Excerpt from a dataset:
━━━━━━━━━━━━━━━━━━━━━━━━━━━━━━
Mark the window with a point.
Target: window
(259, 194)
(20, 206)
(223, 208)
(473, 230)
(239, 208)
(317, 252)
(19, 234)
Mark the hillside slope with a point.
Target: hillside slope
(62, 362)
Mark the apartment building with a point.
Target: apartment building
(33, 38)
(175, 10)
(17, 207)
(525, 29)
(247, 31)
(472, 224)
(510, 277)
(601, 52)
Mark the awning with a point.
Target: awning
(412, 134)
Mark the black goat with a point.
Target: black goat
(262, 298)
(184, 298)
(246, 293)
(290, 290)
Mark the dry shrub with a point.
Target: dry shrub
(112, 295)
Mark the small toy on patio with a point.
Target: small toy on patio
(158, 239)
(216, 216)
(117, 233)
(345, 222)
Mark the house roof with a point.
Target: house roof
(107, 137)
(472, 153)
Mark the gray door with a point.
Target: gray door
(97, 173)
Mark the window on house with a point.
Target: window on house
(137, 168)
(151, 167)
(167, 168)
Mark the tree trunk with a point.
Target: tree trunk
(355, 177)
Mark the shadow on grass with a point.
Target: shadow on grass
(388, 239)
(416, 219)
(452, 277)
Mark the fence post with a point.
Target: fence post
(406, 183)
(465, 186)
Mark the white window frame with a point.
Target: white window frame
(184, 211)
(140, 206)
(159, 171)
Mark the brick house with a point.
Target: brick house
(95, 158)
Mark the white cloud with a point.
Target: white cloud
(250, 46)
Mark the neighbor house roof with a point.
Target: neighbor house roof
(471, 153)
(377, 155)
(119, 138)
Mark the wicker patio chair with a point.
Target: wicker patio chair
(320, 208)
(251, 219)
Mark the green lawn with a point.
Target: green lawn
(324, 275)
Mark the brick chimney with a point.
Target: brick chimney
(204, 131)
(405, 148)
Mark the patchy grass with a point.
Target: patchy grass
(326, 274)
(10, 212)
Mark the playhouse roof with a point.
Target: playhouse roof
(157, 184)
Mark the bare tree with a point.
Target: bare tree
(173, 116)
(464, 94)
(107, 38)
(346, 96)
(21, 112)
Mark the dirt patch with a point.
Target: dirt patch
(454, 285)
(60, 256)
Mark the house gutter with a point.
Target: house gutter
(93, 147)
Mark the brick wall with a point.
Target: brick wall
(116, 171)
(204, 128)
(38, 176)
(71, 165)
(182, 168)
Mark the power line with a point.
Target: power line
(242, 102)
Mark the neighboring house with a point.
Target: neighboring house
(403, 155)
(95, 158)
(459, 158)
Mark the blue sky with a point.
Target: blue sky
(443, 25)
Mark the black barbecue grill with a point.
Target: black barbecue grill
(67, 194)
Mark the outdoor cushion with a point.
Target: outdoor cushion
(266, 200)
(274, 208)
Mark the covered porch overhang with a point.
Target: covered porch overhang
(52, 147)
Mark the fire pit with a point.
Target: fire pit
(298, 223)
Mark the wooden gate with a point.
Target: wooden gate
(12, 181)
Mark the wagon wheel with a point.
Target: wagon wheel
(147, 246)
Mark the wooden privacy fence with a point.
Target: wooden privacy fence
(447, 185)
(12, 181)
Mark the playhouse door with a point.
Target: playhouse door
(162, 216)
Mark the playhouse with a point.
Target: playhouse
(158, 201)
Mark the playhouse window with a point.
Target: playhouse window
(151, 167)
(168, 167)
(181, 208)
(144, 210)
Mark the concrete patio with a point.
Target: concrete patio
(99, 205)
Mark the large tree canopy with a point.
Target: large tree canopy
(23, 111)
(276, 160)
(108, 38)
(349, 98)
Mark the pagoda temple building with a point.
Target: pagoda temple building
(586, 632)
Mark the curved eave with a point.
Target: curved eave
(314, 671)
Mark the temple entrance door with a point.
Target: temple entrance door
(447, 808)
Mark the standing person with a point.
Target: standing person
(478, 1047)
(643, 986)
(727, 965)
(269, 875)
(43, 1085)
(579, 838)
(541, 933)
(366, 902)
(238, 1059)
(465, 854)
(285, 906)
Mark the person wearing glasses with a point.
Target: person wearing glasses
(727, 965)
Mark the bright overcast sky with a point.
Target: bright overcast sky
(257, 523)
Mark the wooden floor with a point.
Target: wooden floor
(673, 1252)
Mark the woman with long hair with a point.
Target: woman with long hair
━━━━━━━━━━━━━━━━━━━━━━━━━━━━━━
▸ **Job**
Rewrite every line from the one holding "Mark the wooden privacy fence with a point." through the end of the rows, inclusive, and raise each point coordinate by 70.

▸ **Result of the exercise**
Mark the wooden privacy fence with a point.
Target: wooden privacy fence
(517, 255)
(82, 251)
Mark the playhouse door with a point.
Target: playhouse door
(232, 286)
Mark the playhouse with a point.
Target: playhouse
(228, 271)
Mark the playhouse window with a point.
Target: playhouse window
(221, 237)
(238, 237)
(251, 278)
(214, 280)
Mark the concrete patio with a point.
Target: concrete patio
(169, 275)
Mark the large tree canopy with a point.
Target: large tree canopy
(93, 181)
(346, 230)
(178, 108)
(419, 168)
Mark the pagoda temple building with a point.
Target: pagoda temple building
(656, 702)
Mark the curved eave with a point.
Target: curved eave
(384, 741)
Mark the temple entrance door with a point.
Target: temple entrance door
(517, 878)
Mark the standing person with a point.
Target: standing person
(548, 1117)
(713, 1056)
(797, 1035)
(339, 945)
(113, 1155)
(649, 908)
(611, 1003)
(436, 972)
(308, 1129)
(535, 924)
(355, 976)
Mark the person wearing glasses with a point.
Target: person wearing glasses
(797, 1035)
Mark the bright overcast sky with a point.
Target: bright overcast sky
(327, 593)
Mark the wooden floor with a point.
Target: wooden floor
(743, 1322)
Mark the woman with long hair with a point.
Target: woman with long hair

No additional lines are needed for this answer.